**Stated goal A**
Copy the Sega CD passage between "This looks way" and "games in house.", inclusive.

**Passage given**
This looks way better then grainy FMV that is common with the SegaCD/MegaCD, it also shows that it would have been possible to make the cut scenes from games like Sam&Max and Day of the Tentacle look good.

It also shows a bit of the game, that again shows the SegaCD/MegaCD very capable of good looking adventure games.

Basically I'm surprised SOA went with Digital Pictures as long as they did, when far better looking games were coming out of Japan for the Mega CD, I'm also surprised SOJ let SOA keep marketing the Sega CD like it was. Plus Sega of America released its own FMV games in house.

While I think a good chunk of the debt Sega took on was from the SegaCD and 32x bet lets not forget the money they sunk into Digital Pictures (and its own FMV games). Sewer Shark and Night Trap cost Sega nothing, Sega actually got money for licensing and could have got more if it didn't have Sewer Shark as a pack-in (The 5in1 was a much better pack in anyway). Then Sega actually spent money to aid Digital Pictures in getting the rights for bands for the Make my Video series, which not only wasted money but contributed to the flood of horribly bad titles for the Sega CD like that of the Atari 2600 in the early 80's (but with far fewer titles).

**Material to process**
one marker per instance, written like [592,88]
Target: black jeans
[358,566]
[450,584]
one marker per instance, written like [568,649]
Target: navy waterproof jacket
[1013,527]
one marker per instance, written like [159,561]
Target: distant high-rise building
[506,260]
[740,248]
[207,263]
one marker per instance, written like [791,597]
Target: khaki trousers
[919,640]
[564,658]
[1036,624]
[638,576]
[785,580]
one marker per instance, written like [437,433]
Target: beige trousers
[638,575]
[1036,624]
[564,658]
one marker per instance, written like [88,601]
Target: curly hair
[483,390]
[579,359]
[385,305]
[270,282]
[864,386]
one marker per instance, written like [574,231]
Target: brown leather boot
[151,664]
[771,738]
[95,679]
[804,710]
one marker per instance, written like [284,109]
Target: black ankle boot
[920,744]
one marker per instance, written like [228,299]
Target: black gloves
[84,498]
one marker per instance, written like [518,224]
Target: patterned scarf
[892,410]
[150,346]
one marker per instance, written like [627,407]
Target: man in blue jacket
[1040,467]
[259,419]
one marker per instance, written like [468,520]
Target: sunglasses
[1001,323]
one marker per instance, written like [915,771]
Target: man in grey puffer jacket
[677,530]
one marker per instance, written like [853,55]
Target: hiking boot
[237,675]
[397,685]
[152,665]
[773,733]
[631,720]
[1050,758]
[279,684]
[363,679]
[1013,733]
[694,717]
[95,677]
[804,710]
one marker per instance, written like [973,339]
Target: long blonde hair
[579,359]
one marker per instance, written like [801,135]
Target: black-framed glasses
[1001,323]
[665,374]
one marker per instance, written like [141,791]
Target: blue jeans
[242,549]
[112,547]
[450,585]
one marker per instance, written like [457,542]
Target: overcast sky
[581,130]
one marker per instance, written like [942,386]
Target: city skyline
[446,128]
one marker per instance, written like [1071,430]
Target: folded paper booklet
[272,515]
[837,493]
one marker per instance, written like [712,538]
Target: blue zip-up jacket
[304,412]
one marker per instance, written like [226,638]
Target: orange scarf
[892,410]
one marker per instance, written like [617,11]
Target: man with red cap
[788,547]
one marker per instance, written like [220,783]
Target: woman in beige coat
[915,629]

**Stated goal B**
Update the rows from the line holding "one marker per instance, written like [617,11]" through the end of the rows, inclusive, replacing "red cap" with "black cap" and leaving everything else unchanged.

**Full answer A**
This looks way better then grainy FMV that is common with the SegaCD/MegaCD, it also shows that it would have been possible to make the cut scenes from games like Sam&Max and Day of the Tentacle look good.

It also shows a bit of the game, that again shows the SegaCD/MegaCD very capable of good looking adventure games.

Basically I'm surprised SOA went with Digital Pictures as long as they did, when far better looking games were coming out of Japan for the Mega CD, I'm also surprised SOJ let SOA keep marketing the Sega CD like it was. Plus Sega of America released its own FMV games in house.

**Full answer B**
one marker per instance, written like [617,11]
Target: man with black cap
[788,547]
one marker per instance, written like [220,783]
Target: woman in beige coat
[915,629]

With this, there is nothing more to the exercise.